Stored data
^^^^

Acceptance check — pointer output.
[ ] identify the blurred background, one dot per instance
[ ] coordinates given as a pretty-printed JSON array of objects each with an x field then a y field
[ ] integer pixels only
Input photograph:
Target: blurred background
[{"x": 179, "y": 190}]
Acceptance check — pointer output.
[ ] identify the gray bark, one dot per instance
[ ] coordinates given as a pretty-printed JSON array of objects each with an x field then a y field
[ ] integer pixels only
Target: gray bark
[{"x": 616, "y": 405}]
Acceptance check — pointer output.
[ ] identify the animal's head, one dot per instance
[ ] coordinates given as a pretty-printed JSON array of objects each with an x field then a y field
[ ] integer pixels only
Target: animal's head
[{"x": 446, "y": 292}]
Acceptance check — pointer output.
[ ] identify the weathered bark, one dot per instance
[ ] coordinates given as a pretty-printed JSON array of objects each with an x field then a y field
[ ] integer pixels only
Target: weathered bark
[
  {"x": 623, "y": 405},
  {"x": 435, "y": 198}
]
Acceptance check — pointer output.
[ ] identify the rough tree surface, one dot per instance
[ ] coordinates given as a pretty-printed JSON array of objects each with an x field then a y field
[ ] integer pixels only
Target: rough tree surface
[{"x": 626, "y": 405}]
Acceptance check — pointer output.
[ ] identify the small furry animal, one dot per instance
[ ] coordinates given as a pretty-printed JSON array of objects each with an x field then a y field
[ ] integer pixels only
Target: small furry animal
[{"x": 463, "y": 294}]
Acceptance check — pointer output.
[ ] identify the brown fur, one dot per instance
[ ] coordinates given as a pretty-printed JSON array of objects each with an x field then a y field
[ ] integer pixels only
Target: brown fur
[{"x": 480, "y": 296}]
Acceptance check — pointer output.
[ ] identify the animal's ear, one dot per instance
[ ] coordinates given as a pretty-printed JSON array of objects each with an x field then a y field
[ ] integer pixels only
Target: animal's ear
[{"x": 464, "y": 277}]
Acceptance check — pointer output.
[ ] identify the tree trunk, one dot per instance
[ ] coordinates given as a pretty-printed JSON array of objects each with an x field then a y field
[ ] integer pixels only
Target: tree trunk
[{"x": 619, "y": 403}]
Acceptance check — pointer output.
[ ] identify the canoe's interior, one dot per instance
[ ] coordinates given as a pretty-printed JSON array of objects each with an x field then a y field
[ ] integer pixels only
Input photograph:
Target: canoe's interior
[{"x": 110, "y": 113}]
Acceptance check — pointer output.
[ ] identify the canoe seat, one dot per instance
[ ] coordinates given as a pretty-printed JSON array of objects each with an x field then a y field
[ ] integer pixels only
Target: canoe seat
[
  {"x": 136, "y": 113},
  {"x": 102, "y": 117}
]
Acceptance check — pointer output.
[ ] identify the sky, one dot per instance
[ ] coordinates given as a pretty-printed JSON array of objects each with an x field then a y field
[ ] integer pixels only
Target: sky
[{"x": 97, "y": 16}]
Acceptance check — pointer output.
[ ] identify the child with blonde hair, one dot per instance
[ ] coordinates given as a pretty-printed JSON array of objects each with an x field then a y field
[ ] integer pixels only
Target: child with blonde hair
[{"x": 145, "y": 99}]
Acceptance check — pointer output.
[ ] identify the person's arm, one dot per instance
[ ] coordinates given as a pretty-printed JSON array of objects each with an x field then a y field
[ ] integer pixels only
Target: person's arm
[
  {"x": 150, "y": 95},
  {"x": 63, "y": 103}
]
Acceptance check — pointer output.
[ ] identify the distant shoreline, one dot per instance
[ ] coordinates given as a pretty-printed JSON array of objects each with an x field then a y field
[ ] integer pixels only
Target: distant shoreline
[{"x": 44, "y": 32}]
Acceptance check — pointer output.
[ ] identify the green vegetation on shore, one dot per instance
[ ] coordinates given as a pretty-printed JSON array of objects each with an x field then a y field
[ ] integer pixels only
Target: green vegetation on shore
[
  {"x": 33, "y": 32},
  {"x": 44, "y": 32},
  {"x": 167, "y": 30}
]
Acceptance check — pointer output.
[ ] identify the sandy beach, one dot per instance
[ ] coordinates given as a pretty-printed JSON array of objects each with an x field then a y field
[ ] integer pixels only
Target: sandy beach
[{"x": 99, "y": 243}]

^^^^

TASK TO CARRY OUT
Extract the first line above and each line after it up to and including the one with "[ ] identify the gray", please, exactly and with nothing else.

SOLUTION BELOW
Acceptance check — pointer output.
[ ] identify the blurred background, one dot per instance
[ ] coordinates given as a pretty-printed JSON array of objects each with an x field then a y field
[ ] integer pixels only
Input photograph:
Target: blurred background
[{"x": 179, "y": 190}]
Acceptance check — pointer output.
[ ] identify the gray bark, one dot per instance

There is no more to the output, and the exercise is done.